-- GIVEN DATA follows --
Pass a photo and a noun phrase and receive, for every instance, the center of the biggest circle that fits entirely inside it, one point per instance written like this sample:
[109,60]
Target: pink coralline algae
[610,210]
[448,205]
-- GIVEN DATA concluded --
> [BRIEF]: Restate all of the entries above precisely.

> [EXPECTED ANSWER]:
Pass a photo and a noun phrase and receive, for every instance, the center of the biggest circle that fits entirely inside it, one point per instance written like this sample:
[109,60]
Target: pink coralline algae
[610,210]
[448,205]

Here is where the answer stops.